That said, our security team and I agree there is no security issue here. Mailgun already can see the text of the emails we send.



How is there no security issue here? Email is not secure and it's even less so when you are sending it via a 3rd party. If this were a photo site or something that would not be a big deal but we're talking about a bank. SMS is not much better. Like somebody said elsewhere in the thread, you should allow people to opt out of insecure third-factor verifications since they are just an annoyance and are ultimately security theater.


The emails in question are a third factor, not a magic login link.

Even if they were, almost all email goes through third parties which are trusted implicitly. That's not great, but email is the only federated system in existence capable of implementing this type of decentralized login at scale.

Maybe someday we'll be able to use something like Matrix, Fediverse OAuth, or ATProto OAuth instead, but those are all a ways off.


It's not security theater. He explained above how this is used to defeat a specific phishing attack that they've actually seen in the wild. There are other, different threat vectors (e.g. compromise of the mail server) that it doesn't prevent. But that doesn't make it theater. as it does provide other value.


What does it stop? You already did a 2FA at this point. If an attacker has my 2FA he most likely already has my email so the 'value' being provided is at the cost of more complexity for the user. If this adds value then why not also do an SMS as well to be really, really sure that the user is legit? That would add even more value.

And again, I wasn't saying that you can't do all of this nonsense, but users who see it as nonsense should be able to turn it off.


Again, see the post by MaxGabriel at https://news.ycombinator.com/item?id=42629109 where he explains how this measure actually defeated that particular pihishing/MITM attack.

The attack wasn't that the attacker has my second factor, the attack was that the attacker tricked me into verifying a single login/transaction using my two factors, on their behalf.

They probably judged that the inconvenience of the verification email affects few enough users that it is worth it. Most users don't switch IP addresses very often. And those that do, probably don't all clear their cookies after every session.

Adding SMS in addition to email would be obviously useless, as you point out.


Why would the attacker having your Mercury TOTP mean they most likely have access to your email?


Because my TOTPs are all stored in the same device and in my imaginary scenario they have that.

◆ **Dataset records**:
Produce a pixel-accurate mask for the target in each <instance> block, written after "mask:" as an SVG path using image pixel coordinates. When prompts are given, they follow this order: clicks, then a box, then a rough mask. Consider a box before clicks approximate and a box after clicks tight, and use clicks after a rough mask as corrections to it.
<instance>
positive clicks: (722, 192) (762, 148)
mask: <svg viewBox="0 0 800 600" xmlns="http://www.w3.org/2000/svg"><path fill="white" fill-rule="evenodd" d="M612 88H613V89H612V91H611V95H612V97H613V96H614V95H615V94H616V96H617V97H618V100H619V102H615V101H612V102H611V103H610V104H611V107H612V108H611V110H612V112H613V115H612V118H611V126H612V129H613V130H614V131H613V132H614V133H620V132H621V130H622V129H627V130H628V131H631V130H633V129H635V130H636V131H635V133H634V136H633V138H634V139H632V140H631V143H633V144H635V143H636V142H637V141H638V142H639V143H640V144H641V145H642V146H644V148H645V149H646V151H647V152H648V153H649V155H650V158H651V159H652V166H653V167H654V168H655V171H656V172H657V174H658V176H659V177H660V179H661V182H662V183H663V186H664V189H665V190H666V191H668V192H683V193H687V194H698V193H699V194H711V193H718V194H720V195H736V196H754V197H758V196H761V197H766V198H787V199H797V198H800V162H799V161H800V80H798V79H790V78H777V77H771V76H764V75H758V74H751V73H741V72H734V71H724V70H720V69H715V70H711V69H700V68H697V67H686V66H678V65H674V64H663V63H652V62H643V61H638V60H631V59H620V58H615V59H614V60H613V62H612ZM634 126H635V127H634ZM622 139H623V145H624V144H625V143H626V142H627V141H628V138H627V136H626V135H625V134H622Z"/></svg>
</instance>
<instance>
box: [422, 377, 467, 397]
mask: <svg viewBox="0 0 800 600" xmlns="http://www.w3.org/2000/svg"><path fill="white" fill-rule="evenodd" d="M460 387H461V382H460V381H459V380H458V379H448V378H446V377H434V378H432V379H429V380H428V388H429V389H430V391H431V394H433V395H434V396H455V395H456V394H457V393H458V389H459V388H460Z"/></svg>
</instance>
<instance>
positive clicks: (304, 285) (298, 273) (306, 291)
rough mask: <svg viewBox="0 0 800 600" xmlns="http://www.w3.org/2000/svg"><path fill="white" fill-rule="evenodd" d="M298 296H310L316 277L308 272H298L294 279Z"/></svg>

◆ **Task**: Restate the passage of the email-verification discussion that begins at the words "Maybe someday we'll" and stops after "provide other value.", renaming "threat vectors" as "attack vectors".

◆ **Written answer**:
Maybe someday we'll be able to use something like Matrix, Fediverse OAuth, or ATProto OAuth instead, but those are all a ways off.


It's not security theater. He explained above how this is used to defeat a specific phishing attack that they've actually seen in the wild. There are other, different attack vectors (e.g. compromise of the mail server) that it doesn't prevent. But that doesn't make it theater. as it does provide other value.